Would you please write out the records below exactly as they appear?

--- Available records Enclosed Below ---

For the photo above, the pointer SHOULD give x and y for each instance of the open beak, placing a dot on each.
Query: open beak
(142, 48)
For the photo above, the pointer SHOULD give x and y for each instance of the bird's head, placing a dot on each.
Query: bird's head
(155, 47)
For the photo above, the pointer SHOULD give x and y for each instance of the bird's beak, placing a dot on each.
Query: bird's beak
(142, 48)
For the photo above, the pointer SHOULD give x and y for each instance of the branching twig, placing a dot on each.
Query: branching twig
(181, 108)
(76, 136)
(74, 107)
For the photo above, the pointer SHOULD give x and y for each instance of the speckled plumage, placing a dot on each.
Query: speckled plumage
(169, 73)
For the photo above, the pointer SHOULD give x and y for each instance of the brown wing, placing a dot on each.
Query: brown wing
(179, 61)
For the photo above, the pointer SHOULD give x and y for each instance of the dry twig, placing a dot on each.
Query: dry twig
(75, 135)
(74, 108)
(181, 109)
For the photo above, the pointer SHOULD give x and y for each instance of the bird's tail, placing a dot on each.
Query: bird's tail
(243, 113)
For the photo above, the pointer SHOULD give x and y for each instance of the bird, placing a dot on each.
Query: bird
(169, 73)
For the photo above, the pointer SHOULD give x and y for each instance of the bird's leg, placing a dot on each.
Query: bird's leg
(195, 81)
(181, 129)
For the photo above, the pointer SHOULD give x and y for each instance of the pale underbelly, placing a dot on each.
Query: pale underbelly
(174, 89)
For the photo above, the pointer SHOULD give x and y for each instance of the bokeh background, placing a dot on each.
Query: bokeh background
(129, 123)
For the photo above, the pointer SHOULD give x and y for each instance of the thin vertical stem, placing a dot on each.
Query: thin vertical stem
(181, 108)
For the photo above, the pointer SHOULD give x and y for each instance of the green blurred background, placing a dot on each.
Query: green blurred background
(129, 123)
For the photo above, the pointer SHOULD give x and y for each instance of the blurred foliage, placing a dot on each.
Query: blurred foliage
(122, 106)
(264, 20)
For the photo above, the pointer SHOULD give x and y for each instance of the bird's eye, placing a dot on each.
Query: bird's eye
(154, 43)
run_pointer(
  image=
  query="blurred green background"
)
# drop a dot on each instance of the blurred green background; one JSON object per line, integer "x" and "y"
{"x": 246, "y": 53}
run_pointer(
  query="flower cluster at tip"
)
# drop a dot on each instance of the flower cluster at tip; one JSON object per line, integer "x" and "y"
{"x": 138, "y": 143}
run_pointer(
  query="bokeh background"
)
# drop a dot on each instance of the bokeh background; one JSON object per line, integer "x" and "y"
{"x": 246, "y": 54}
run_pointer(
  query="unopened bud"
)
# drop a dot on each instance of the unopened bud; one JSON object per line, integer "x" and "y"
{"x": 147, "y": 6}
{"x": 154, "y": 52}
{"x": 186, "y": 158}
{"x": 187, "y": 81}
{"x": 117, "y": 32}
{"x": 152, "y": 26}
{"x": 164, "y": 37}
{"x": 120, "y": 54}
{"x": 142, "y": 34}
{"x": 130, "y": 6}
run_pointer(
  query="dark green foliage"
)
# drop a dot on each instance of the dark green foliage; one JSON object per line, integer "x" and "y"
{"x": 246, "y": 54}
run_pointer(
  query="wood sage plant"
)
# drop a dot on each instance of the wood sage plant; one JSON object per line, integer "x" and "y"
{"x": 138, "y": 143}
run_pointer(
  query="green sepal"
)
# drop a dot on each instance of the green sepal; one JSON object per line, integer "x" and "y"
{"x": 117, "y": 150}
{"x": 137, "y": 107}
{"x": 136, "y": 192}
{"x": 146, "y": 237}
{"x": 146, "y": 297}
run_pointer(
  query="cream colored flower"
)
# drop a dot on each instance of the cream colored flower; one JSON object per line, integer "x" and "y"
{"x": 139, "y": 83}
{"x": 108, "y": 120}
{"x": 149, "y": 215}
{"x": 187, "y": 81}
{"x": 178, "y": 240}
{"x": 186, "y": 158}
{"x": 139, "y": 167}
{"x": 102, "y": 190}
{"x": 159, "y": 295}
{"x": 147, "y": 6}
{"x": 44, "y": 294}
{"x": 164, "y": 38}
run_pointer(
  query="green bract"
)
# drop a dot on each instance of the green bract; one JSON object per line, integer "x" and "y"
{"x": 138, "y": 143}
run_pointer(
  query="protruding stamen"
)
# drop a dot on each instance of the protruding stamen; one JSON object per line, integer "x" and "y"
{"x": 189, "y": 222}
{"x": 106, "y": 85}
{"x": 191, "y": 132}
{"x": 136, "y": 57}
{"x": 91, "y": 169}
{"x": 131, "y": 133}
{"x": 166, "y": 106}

--- End of Enclosed Available records ---

> Result of this exercise
For the photo above, the pointer SHOULD give x and y for each instance of the open beak, placing a dot on each.
Query: open beak
(142, 48)
For the photo above, the pointer SHOULD give x and y for each instance of the bird's head, placing a dot on each.
Query: bird's head
(155, 47)
For the photo above, the pointer SHOULD give x and y for each instance of the bird's beak, placing a dot on each.
Query: bird's beak
(142, 48)
For the photo above, the pointer SHOULD give x and y for each instance of the branching twig, placing a dot on each.
Query: branching twig
(181, 108)
(76, 136)
(74, 107)
For the photo above, the pointer SHOULD give x and y for each instance of the speckled plumage, placing a dot on each.
Query: speckled plumage
(169, 73)
For the photo above, the pointer SHOULD give x and y for each instance of the brown wing, placing a dot on each.
Query: brown wing
(179, 61)
For the photo above, the pointer SHOULD give x and y for each instance of the dry twig, placing a dot on each.
Query: dry twig
(75, 135)
(74, 108)
(181, 109)
For the photo above, the pointer SHOULD give x and y for each instance of the bird's tail, placing a dot on each.
Query: bird's tail
(243, 113)
For the photo above, the pointer SHOULD give x and y for each instance of the bird, placing a dot on each.
Query: bird
(169, 73)
For the photo above, the pointer SHOULD give x and y for each instance of the bird's leg, placing a dot on each.
Query: bird's leg
(195, 81)
(181, 129)
For the photo above, the pointer SHOULD give x and y for each instance of the pale underbelly, placing a dot on each.
Query: pale underbelly
(174, 89)
For the photo above, the pointer SHOULD give x and y for each instance of the bokeh background, placing a dot on each.
Query: bokeh background
(129, 123)
For the photo above, the pointer SHOULD give x and y for each instance of the thin vertical stem, placing a dot on each.
Query: thin vertical stem
(181, 108)
For the photo above, the pointer SHOULD give x and y for each instance of the green blurred background, placing a dot on each.
Query: green blurred background
(129, 123)
For the photo above, the pointer SHOULD give x and y for each instance of the blurred foliage, placing a dot on each.
Query: blurred foliage
(122, 106)
(264, 20)
For the photo above, the pointer SHOULD give x and y for each instance of the bird's eye, placing a dot on each.
Query: bird's eye
(154, 43)
run_pointer(
  image=
  query="blurred green background"
)
# drop a dot on each instance of the blurred green background; one JSON object per line, integer "x" and "y"
{"x": 246, "y": 53}
run_pointer(
  query="flower cluster at tip"
)
# drop a dot on each instance of the flower cluster at tip; one JSON object per line, integer "x" and "y"
{"x": 138, "y": 143}
run_pointer(
  query="bokeh background"
)
# drop a dot on each instance of the bokeh background; one JSON object per line, integer "x" and "y"
{"x": 246, "y": 54}
run_pointer(
  query="unopened bud"
)
# drop a dot on each instance of the unopened bud; one JSON object per line, integer "x" and "y"
{"x": 147, "y": 6}
{"x": 154, "y": 52}
{"x": 186, "y": 158}
{"x": 187, "y": 81}
{"x": 117, "y": 32}
{"x": 152, "y": 26}
{"x": 164, "y": 37}
{"x": 120, "y": 54}
{"x": 142, "y": 34}
{"x": 130, "y": 6}
run_pointer(
  query="dark green foliage"
)
# drop a dot on each instance of the dark green foliage; one JSON object per line, integer "x" and "y"
{"x": 246, "y": 54}
run_pointer(
  query="wood sage plant"
)
# drop a dot on each instance of the wood sage plant; one JSON object per line, integer "x" and "y"
{"x": 138, "y": 143}
run_pointer(
  query="green sepal"
)
# drop a dot on each instance of the green sepal; one JSON object per line, integer "x" and "y"
{"x": 117, "y": 150}
{"x": 137, "y": 107}
{"x": 136, "y": 192}
{"x": 146, "y": 237}
{"x": 146, "y": 297}
run_pointer(
  query="cream colored flower"
)
# drop a dot on each instance of the cream colored flower; one JSON object per line, integer "x" and "y"
{"x": 139, "y": 83}
{"x": 108, "y": 120}
{"x": 149, "y": 215}
{"x": 187, "y": 81}
{"x": 178, "y": 240}
{"x": 186, "y": 158}
{"x": 139, "y": 167}
{"x": 102, "y": 190}
{"x": 159, "y": 295}
{"x": 147, "y": 6}
{"x": 44, "y": 294}
{"x": 164, "y": 38}
run_pointer(
  query="green bract"
)
# drop a dot on each instance of the green bract; one JSON object per line, integer "x" and "y"
{"x": 138, "y": 143}
run_pointer(
  query="protruding stamen"
)
# drop a dot on each instance of the protruding stamen; one JSON object per line, integer "x" and "y"
{"x": 189, "y": 222}
{"x": 106, "y": 85}
{"x": 191, "y": 132}
{"x": 136, "y": 57}
{"x": 91, "y": 169}
{"x": 131, "y": 133}
{"x": 166, "y": 106}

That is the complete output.